----- Recorded information -----

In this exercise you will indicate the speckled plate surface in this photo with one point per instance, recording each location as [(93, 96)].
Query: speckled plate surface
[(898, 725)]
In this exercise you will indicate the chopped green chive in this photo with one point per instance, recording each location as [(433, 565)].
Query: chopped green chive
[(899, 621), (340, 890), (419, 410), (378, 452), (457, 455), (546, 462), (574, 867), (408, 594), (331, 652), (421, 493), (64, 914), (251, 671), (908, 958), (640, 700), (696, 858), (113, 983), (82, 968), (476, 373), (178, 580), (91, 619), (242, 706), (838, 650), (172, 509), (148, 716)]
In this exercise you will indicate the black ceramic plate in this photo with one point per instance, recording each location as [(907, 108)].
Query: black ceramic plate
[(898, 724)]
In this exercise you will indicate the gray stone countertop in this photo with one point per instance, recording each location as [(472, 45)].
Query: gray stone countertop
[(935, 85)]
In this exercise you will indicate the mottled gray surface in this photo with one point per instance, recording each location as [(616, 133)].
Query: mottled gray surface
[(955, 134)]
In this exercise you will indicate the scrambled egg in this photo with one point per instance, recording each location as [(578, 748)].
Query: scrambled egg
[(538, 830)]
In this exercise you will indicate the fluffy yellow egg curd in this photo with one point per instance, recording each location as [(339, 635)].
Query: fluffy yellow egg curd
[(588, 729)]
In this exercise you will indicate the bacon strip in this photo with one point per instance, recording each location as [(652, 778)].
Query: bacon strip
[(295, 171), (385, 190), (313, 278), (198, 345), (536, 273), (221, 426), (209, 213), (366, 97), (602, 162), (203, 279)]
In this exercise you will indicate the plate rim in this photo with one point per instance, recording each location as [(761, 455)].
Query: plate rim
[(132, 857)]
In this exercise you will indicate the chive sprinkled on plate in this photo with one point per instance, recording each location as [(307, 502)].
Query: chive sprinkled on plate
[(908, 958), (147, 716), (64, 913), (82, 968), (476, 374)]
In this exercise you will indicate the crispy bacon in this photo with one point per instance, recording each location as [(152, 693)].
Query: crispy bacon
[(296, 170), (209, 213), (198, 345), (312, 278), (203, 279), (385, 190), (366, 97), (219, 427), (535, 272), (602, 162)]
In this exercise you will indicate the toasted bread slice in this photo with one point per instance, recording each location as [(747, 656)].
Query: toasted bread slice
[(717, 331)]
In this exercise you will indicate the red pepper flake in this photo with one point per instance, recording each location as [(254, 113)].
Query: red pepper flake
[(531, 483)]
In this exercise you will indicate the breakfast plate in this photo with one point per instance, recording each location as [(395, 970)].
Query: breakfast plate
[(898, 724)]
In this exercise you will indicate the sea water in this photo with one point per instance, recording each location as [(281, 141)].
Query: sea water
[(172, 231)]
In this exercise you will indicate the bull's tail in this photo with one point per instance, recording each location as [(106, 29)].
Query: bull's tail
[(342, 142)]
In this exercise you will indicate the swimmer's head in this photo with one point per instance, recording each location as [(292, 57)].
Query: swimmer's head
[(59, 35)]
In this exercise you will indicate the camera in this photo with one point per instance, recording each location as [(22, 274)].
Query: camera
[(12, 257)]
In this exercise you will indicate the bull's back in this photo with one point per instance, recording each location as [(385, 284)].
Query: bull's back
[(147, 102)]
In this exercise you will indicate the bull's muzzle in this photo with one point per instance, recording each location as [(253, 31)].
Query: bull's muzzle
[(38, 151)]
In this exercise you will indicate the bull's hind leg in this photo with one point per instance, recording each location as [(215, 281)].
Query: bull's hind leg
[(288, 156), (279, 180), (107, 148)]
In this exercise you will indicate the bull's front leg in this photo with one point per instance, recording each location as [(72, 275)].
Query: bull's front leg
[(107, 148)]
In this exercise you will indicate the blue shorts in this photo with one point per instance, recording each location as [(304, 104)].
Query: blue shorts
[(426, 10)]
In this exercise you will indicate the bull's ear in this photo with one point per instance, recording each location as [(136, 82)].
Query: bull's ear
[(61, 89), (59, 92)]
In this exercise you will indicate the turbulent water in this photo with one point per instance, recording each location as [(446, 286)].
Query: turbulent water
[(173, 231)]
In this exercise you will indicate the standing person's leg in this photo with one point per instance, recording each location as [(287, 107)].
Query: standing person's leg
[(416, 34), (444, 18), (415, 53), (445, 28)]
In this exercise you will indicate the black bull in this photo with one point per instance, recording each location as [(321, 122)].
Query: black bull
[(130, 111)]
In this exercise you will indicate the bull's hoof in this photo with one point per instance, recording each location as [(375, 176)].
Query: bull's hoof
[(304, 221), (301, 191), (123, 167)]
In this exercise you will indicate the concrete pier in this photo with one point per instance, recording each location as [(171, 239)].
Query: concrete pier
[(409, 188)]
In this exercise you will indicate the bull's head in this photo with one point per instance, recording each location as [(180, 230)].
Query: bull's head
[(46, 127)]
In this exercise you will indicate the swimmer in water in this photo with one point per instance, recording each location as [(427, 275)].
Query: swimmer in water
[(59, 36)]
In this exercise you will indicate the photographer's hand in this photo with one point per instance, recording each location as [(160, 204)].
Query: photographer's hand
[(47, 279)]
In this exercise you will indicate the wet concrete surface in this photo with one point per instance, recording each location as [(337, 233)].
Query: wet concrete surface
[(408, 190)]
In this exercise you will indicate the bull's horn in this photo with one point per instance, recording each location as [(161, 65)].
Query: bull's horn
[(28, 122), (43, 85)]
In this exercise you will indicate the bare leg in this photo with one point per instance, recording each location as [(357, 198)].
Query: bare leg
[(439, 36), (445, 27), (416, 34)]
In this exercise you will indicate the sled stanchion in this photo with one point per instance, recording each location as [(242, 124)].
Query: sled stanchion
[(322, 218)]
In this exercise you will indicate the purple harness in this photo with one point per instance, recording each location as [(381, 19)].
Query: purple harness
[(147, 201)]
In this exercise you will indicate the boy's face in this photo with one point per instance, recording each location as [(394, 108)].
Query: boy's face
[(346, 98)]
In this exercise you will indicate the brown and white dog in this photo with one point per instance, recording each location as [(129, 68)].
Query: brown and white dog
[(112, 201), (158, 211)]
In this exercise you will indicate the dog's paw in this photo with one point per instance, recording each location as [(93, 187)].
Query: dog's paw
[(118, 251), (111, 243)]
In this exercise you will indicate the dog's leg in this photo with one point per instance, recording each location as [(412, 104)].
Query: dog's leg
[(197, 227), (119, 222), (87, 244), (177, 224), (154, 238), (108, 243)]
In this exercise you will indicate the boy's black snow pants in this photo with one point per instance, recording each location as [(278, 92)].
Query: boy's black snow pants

-----

-- Direction --
Retype the entire listing above word for word, with every line in its original order.

-- Result of this task --
In this exercise you will indicate the speckled plate surface in this photo with one point per instance, recording each location as [(93, 96)].
Query: speckled plate surface
[(898, 725)]
In this exercise you will indicate the chopped green chive in this photo with one point per instance, recording each location as [(433, 565)].
Query: chopped green chive
[(899, 621), (340, 890), (419, 410), (378, 452), (457, 455), (546, 462), (574, 867), (408, 594), (331, 652), (421, 493), (64, 914), (251, 671), (908, 958), (640, 700), (696, 858), (113, 983), (82, 968), (476, 373), (178, 580), (91, 619), (242, 706), (838, 650), (172, 509), (148, 716)]
In this exercise you will indicate the black ceramic plate in this photo with one point per instance, recording each location as [(907, 108)].
Query: black ceramic plate
[(898, 724)]
In this exercise you will indicate the gray stone countertop in this photo with one point per instance, recording each location as [(472, 45)].
Query: gray stone countertop
[(935, 85)]
In this exercise you will indicate the mottled gray surface in this photo with one point per instance, recording each location as [(616, 133)].
Query: mottled gray surface
[(955, 134)]
In this exercise you will indicate the scrambled egg in this photo with one point per instance, recording each location as [(578, 748)].
Query: scrambled egg
[(538, 830)]
In this exercise you will indicate the fluffy yellow egg curd in this photo with one point per instance, recording each location as [(339, 635)].
Query: fluffy yellow egg curd
[(588, 729)]
In this exercise you will indicate the bacon strip in this photo with one point per instance, recording each location as [(652, 778)].
Query: bacon strip
[(295, 171), (385, 190), (313, 278), (198, 345), (536, 273), (221, 426), (209, 213), (366, 97), (602, 162), (203, 279)]
In this exercise you will indicate the plate rim in this photo with one point per instance, recording each location as [(761, 455)].
Query: plate rim
[(132, 857)]
In this exercise you will indicate the chive sprinkled on plate in this photo with one point per instance, recording each location as [(307, 502)].
Query: chive sprinkled on plate
[(908, 958), (147, 716), (64, 913), (82, 968), (476, 374)]
In this exercise you will indicate the crispy bacon in this photo with one point per instance, recording each location as [(152, 693)].
Query: crispy bacon
[(296, 170), (209, 213), (198, 345), (312, 278), (203, 279), (385, 190), (366, 97), (219, 427), (535, 272), (602, 162)]
In this exercise you will indicate the toasted bread slice in this photo with one point per instance, recording each location as [(747, 656)].
Query: toasted bread slice
[(717, 331)]
In this exercise you will indicate the red pepper flake in this photo with one point per instance, recording each location as [(254, 113)].
Query: red pepper flake
[(531, 483)]
In this exercise you will indicate the breakfast plate in this photo with one point per instance, recording each location as [(395, 970)].
Query: breakfast plate
[(898, 724)]
In this exercise you will indicate the sea water in this photo with one point per instance, recording each location as [(281, 141)].
Query: sea water
[(172, 231)]
In this exercise you will indicate the bull's tail in this photo with one point per instance, recording each location as [(106, 29)].
Query: bull's tail
[(342, 142)]
In this exercise you will indicate the swimmer's head in this photo with one point per instance, recording each location as [(292, 57)].
Query: swimmer's head
[(59, 35)]
In this exercise you will indicate the camera in this photo with one point per instance, recording each location as [(22, 274)].
Query: camera
[(12, 257)]
In this exercise you will indicate the bull's back in this photo with one point per instance, recording each location as [(385, 284)].
Query: bull's back
[(147, 102)]
In this exercise you will indicate the bull's muzzle in this photo with one point per instance, recording each location as [(253, 31)].
Query: bull's muzzle
[(38, 151)]
In this exercise you will indicate the bull's hind leg in this photo with one point per instance, recording each location as [(215, 281)].
Query: bull's hind leg
[(288, 156), (279, 180), (107, 148)]
In this exercise you will indicate the bull's front leg in this photo with one point per instance, recording each location as [(72, 275)].
Query: bull's front leg
[(107, 148)]
In this exercise you will indicate the blue shorts in this photo with one point per instance, recording each location as [(304, 104)].
Query: blue shorts
[(426, 10)]
In this exercise you will indicate the bull's ear in this photo with one point per instance, recording each location as [(136, 82)].
Query: bull's ear
[(61, 89), (59, 92)]
In this exercise you will indicate the turbulent water in this photo with one point per instance, recording each location as [(446, 286)].
Query: turbulent water
[(173, 231)]
In this exercise you will indicate the standing person's leg in this photo with one point per instance, recording each location as [(287, 107)].
Query: standing person's leg
[(416, 34), (444, 18), (415, 53), (445, 28)]
In this exercise you will indicate the black bull in this photo with one point per instance, recording each location as [(321, 122)].
Query: black bull
[(130, 111)]
In this exercise you will indicate the bull's hoof in this photo with one point per instance, recording each location as [(375, 176)].
Query: bull's hoof
[(304, 221), (301, 191), (123, 167)]
In this exercise you will indicate the concrete pier in this photo with one point per instance, recording each location as [(171, 239)].
Query: concrete pier
[(409, 188)]
In this exercise you will indicate the bull's head in this photo with one point per instance, recording each location as [(180, 230)].
Query: bull's head
[(46, 127)]
In this exercise you will indicate the swimmer in water in this photo with one point per instance, recording each location as [(427, 275)].
Query: swimmer in water
[(59, 36)]
In this exercise you will indicate the photographer's hand in this photo with one point per instance, recording each location as [(160, 204)].
Query: photographer's hand
[(47, 279)]
In this exercise you will indicate the wet concrete surface in this photo with one point per instance, recording each location as [(337, 233)].
Query: wet concrete surface
[(408, 190)]
In this exercise you will indicate the bull's horn in this photo with one point per instance, recording each location as [(161, 65)].
Query: bull's horn
[(28, 122), (43, 85)]
In this exercise you will indicate the bare leg in this photo with one point per instance, recording each location as [(357, 198)].
Query: bare leg
[(439, 36), (445, 27), (416, 34)]
In this exercise you will indicate the sled stanchion in this photo with one point per instance, recording each location as [(242, 124)].
Query: sled stanchion
[(322, 218)]
In this exercise you will indicate the purple harness in this photo with one point per instance, recording each location as [(381, 19)].
Query: purple harness
[(147, 201)]
In this exercise you will indicate the boy's face in this photo with one point per instance, recording each location as [(394, 108)].
Query: boy's face
[(346, 98)]
In this exercise you will indicate the brown and white dog in this photo with one point per instance, recording each location as [(129, 68)].
Query: brown and white dog
[(112, 201), (158, 211)]
In this exercise you will indicate the dog's paw in this photo with one point per instance, recording each location as [(93, 187)].
Query: dog's paw
[(118, 251), (111, 243)]
In this exercise you will indicate the dog's leg in this photo with one point per instance, recording each location as [(412, 104)].
Query: dog's leg
[(197, 227), (119, 222), (87, 244), (177, 224), (154, 238), (108, 243)]
In this exercise you will indicate the boy's black snow pants in this photo with one point per instance, recording each location as [(278, 92)].
Query: boy's black snow pants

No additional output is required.